● Given instruction
Edit the rows below so that every "Query" becomes "Target", with everything else unchanged. Leave the pictures out of your version.
### Input
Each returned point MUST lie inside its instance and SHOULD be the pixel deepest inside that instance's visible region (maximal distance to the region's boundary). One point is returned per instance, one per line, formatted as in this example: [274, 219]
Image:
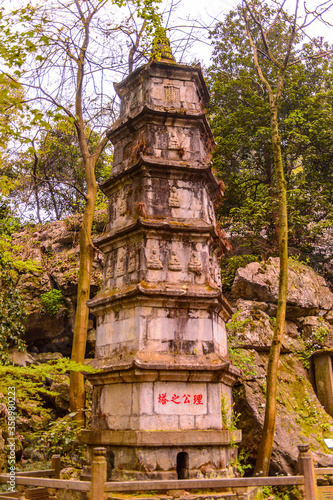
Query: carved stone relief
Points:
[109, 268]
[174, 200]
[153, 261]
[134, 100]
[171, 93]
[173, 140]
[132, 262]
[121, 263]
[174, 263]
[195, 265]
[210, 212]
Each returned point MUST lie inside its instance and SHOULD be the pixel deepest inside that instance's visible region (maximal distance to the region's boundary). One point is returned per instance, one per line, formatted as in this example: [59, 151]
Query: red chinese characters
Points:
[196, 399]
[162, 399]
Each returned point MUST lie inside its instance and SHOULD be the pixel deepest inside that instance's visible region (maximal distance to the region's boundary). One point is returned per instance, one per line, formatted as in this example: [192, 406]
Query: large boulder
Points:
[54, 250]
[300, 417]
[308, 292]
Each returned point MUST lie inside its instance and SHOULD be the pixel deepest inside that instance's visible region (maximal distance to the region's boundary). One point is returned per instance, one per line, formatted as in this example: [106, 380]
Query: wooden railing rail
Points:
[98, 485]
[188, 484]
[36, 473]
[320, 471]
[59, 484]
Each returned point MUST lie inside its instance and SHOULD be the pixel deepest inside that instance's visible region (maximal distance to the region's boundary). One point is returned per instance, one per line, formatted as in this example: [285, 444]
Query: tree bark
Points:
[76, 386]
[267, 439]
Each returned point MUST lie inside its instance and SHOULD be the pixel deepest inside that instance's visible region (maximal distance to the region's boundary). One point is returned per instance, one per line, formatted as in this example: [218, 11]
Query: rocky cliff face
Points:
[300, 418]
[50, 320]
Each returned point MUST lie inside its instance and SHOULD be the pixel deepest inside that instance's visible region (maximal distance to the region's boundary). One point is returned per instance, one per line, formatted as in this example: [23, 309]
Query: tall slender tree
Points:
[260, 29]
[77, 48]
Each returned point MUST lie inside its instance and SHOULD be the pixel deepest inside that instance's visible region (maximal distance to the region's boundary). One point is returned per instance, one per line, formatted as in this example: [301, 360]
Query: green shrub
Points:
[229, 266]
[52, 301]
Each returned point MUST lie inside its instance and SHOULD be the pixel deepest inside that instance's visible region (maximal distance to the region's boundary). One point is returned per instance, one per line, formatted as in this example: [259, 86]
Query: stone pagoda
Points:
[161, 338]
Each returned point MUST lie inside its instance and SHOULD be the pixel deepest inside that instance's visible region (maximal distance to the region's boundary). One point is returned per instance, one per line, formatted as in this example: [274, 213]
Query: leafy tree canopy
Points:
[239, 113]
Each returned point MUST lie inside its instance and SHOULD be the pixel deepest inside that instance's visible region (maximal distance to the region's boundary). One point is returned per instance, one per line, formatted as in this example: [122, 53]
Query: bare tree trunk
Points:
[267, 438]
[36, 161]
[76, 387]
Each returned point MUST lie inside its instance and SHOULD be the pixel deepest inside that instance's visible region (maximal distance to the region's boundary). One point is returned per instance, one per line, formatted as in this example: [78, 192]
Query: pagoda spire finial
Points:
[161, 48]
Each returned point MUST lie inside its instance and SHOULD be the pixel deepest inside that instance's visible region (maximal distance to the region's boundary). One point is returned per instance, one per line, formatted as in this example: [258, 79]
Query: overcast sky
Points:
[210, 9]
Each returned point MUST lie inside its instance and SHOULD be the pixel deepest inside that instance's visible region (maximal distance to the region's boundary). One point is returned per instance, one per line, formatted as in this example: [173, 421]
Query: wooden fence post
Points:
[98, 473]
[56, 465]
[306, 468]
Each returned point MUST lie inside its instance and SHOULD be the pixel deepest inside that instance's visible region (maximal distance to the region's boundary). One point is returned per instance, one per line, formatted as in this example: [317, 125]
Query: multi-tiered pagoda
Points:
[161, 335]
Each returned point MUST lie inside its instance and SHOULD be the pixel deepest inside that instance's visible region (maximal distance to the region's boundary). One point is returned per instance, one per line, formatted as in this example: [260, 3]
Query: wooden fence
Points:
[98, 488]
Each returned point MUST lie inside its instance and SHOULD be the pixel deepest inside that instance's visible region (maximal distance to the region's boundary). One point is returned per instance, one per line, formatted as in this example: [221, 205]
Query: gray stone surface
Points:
######
● Written solution
Each returned point MUST lie inside its instance and SHOULD be the pixel deepest inside that instance's visible region (maximal distance to the region's boundary). One point is returned per instance, one per line, formatted as in this example: [274, 219]
Image:
Target: carved stone relief
Points:
[109, 268]
[174, 200]
[153, 261]
[134, 100]
[171, 93]
[173, 140]
[132, 262]
[121, 263]
[174, 263]
[195, 265]
[210, 212]
Each returned point MUST lie inside its instance and SHOULD be the pixel deepest inside that instance's visible region (maximal distance to the region's boundary). One point is returned per instance, one per line, formatted as in this example: [59, 151]
Target: red chinese characters
Points:
[196, 399]
[162, 399]
Each returned point MUST lie inside its instance and SHOULD be the pixel deepest inside that instance's visible region (maximal distance to the region's boundary). One point is returned per instance, one per line, formatted as in this example: [192, 406]
Target: large boulder
Points:
[54, 250]
[300, 417]
[308, 292]
Each returned point MUST lie inside its instance and SHOULD be the pixel deepest inside that instance's visible region (maximal distance to the region's boundary). One point is returned per instance, one per line, formatted as in this example: [106, 380]
Target: wooden railing rail
Points:
[98, 485]
[188, 484]
[36, 473]
[320, 471]
[59, 484]
Each returned point MUST lie inside its instance and SHOULD be the pixel deepest inside that instance's visible region (maximal distance to the region's boundary). One point is returned per instance, one per line, formatted as in this example: [285, 444]
Target: tree bark
Points:
[76, 386]
[267, 439]
Each returned point MUST lie inside its instance and SHOULD be the pixel deepest inside that instance's visible region (maximal distance to the region's boundary). One point is returned per instance, one per line, formatted as in this example: [218, 11]
Target: rocky cliff face
Points:
[300, 418]
[50, 320]
Each returned point MUST lie inside its instance and SHOULD be the pixel deepest inside that instance's visible region (maximal distance to the region's boundary). One point is returned per instance, one per line, formatted as in this example: [23, 309]
Target: tall slender tree
Points:
[260, 29]
[77, 48]
Each returned point MUST lie inside its instance and SHOULD be the pixel deepest inside that instance's visible region (maximal distance to the region's boundary). One point is returned per instance, one per line, formatted as in this example: [301, 360]
Target: green shrub
Points:
[229, 266]
[52, 301]
Each returned point MUST lie inside its instance and SHOULD be the pixel deepest inside that instance's visible region (maximal distance to the region's boundary). One point is returned per instance, one per line, formatted as in this example: [259, 86]
Target: stone pagoda
Points:
[161, 338]
Each returned point MUST lie inside its instance and SHOULD be the pixel deepest inside that instance's visible region (maximal distance to the region's boundary). One point is returned per instance, one per line, formatted as in this example: [274, 213]
Target: leafy tree canopy
Points:
[239, 113]
Each returned point MUST lie inside its instance and SHOULD be the pixel deepest inside that instance's visible region (maximal distance to the region's boundary). One point is returned per instance, one per line, formatted as in this example: [122, 53]
Target: bare tree trunk
Points:
[267, 438]
[36, 161]
[76, 387]
Each returned point MUST lie inside its instance and SHOULD be the pixel deepest inside that instance's visible region (maximal distance to the region's boundary). One point is returned per instance, one per line, formatted as in this example: [78, 192]
Target: pagoda spire finial
Points:
[161, 48]
Each returned point MUST lie inside its instance and SHOULD be the pixel deepest inside that instance's visible region (maximal distance to the region's boundary). One point is returned per instance, one per line, formatted as in this example: [258, 79]
Target: overcast sky
Points:
[210, 9]
Each returned point MUST lie inside its instance and SHOULD be the pixel deepest inside that instance's visible region (maximal distance to the region's boundary). One point is returned per instance, one per line, formatted as in this example: [173, 421]
Target: wooden fence post
Points:
[98, 473]
[56, 465]
[306, 468]
Each returned point MUST lie inside its instance and SHOULD be the pixel deepest inside that instance's visible region (maximal distance to the region's boundary). One point is returned per instance, one per line, formatted as in this example: [317, 125]
Target: multi-tiered pagoda
Points:
[161, 335]
Each returned point MUST lie inside its instance and SHOULD be the pixel deepest inside that instance's visible region (maximal distance to the region's boundary). One point is returned per instance, one per line, formatted as in this example: [260, 3]
Target: wooden fence
Points:
[98, 488]
Each returned point MUST lie inside its instance and SHOULD be the pixel deepest inside that instance's visible region (maximal distance to the region's boundary). One point is returned per instance, one per line, formatted as in this example: [221, 205]
Target: gray stone surface
Points:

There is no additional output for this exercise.